* [Challenges]
a: In the GTFS trip-matching notebook, which database name does the conGTFS_DB connection dictionary specify?
b: Extend the GTFS trip-matching notebook, picking up right after its final line.

* [Source]

══════════

In [ ]:
"""
For each Bus entrance, ID the trip from GTFS

O tamanho da tabela inicial pode nao ser
identico ao da tabela final porque as validacoes sao apagadas
caso a diferenca entre o momento da validacao e o tempo de saida
mais proximo do primeiro se verificar superior a 30 minutos
"""

In [ ]:
import os
import pandas

from senpy                                import goToList
from senpy.pgsql.tables                   import copy_fromdb_todb
from senpy.pgsql.tables._del              import del_tables
from senpy.frompsql                       import sql_query
from senpy.pgsql.tables.w                 import create_table_by_query
from senpy.pgsql.tables.w                 import update_table
from senpy.toxls                          import pgsql_to_xls
from senpy.pgsql.transportation.gtfs.circ import name_circulations

In [ ]:
conGTFS_DB = {
    "HOST" : "localhost", "PORT" : "5432", "PASSWORD" : "admin",
    "USER" : "postgres", "DATABASE" : "gtfs_carris"

══════════

* [Dataset content]
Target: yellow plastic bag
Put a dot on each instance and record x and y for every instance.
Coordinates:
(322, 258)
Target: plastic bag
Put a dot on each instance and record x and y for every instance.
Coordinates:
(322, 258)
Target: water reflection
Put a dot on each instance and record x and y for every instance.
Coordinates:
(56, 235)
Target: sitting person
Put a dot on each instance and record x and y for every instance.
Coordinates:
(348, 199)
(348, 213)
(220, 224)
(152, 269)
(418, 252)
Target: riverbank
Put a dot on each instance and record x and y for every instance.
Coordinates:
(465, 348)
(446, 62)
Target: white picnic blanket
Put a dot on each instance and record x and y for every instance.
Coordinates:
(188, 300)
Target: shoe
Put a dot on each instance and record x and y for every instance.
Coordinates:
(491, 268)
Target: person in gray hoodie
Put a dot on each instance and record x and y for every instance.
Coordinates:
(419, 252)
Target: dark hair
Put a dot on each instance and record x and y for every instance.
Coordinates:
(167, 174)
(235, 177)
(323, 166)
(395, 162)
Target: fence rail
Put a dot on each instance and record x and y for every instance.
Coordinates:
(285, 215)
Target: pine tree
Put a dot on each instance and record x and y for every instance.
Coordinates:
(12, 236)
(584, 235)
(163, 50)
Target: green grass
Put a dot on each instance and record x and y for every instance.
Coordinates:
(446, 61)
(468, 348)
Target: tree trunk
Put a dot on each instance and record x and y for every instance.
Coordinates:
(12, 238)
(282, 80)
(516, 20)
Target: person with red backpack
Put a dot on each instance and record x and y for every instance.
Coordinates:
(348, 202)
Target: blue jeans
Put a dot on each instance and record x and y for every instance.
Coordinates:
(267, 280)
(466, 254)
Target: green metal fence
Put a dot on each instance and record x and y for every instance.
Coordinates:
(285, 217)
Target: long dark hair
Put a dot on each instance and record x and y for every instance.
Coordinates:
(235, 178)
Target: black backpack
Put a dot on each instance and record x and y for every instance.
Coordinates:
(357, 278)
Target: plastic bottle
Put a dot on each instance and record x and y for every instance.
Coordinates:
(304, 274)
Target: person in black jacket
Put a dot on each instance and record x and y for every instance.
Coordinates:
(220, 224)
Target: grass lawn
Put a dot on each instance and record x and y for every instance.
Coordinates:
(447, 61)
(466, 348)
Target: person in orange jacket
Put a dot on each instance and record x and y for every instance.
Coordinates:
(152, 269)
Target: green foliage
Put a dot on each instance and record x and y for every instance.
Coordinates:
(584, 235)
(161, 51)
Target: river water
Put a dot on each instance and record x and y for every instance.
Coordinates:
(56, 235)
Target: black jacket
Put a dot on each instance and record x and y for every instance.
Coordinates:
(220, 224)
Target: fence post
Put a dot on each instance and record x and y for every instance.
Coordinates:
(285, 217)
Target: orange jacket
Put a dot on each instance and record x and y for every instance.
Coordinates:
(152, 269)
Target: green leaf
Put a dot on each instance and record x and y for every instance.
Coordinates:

══════════

* [Results for the exercise]
a: gtfs_carris

b:
}

conOTHER_DB = {
    "HOST" : "localhost", "PORT" : "5432", "PASSWORD" : "admin",
    "USER" : "postgres", "DATABASE" : "valcarris_v2"
}

GTFS_SCHEMA = {
    "STOP_TIMES" : {
        "TNAME"     : "stop_times",
        "TRIP"      : "trip_id",
        "STOP"      : "stop_id",
        "SEQUENCE"  : "stop_sequence",
        "DEPARTURE" : "departure_time"
    },
    "TRIPS" : {
        "TNAME"   : "trips",
        "TRIP"    : "trip_id",
        "SERVICE" : "service_id"
    },
    "CALENDAR" : {
        "TNAME"   : "calendar_dates",
        "SERVICE" : "service_id",
        "DATE"    : "date"
    }
}

OTHER_SCHEMA = {
    "ENTRANCES" : {
        "TNAME"    : "val_17jan_7as31",
        "ROUTE"    : ["route_id"],
        "STOP"     : "paragem",
        "TIME"     : "time",
        "CAR"      : "nfrota",
        "DAY"      : "dia",
        "SEQUENCE" : "ordem",
        "CLIENT"   : "ncartao"
    },
    "STOPS" : {
        "TNAME"    : "percursos_geom_v2",
        "ROUTE"    : ["fid_percurso"],
        "SEQUENCE" : "ordem",
        "STOP"     : "paragem"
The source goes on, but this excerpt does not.